▸ **WORKING DATA**:
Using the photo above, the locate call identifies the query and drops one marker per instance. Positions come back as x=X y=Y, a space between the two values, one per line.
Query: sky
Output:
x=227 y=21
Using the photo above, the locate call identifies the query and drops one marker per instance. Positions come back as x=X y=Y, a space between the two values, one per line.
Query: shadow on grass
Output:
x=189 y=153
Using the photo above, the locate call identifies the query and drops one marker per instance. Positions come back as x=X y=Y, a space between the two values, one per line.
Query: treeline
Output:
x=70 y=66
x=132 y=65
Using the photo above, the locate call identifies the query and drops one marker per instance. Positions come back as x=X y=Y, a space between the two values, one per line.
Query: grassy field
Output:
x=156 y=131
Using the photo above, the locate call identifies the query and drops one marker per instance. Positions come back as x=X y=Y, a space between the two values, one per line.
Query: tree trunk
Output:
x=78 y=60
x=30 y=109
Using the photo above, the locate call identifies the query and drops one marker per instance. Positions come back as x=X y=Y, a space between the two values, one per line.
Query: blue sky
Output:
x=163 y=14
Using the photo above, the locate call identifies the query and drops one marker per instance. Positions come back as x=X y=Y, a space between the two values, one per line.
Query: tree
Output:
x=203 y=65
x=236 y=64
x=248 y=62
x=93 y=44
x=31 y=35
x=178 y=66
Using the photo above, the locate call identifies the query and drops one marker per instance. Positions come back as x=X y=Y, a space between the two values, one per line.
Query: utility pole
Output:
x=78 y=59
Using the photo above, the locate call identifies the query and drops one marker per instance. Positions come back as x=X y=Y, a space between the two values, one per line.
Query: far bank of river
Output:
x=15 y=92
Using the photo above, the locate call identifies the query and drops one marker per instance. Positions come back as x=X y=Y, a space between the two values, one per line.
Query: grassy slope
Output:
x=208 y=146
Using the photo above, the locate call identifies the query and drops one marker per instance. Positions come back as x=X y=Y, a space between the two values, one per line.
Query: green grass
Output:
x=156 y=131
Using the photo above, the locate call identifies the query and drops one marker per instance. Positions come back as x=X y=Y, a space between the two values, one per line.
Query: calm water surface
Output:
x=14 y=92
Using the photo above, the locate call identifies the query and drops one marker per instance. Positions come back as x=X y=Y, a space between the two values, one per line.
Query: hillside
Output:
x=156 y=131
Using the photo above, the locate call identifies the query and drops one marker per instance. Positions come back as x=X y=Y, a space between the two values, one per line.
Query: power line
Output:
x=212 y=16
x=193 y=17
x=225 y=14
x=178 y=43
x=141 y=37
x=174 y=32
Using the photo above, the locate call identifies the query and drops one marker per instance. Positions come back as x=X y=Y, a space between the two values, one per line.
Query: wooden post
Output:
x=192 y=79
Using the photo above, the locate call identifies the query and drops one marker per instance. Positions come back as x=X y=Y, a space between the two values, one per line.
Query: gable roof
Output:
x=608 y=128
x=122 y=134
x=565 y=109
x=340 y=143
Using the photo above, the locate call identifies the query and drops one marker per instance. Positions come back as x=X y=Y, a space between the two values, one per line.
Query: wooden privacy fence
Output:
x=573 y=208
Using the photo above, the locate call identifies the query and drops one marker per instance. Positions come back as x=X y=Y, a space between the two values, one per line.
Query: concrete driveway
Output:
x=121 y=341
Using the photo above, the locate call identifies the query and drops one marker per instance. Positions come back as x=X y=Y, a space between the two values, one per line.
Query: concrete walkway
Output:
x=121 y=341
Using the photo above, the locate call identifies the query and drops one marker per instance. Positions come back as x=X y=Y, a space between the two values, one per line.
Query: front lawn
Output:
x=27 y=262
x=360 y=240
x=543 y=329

▸ **EXERCISE**: Select all lines in the listing that include the word "grassy".

▸ **TASK RESPONSE**:
Query: grassy field
Query: grassy slope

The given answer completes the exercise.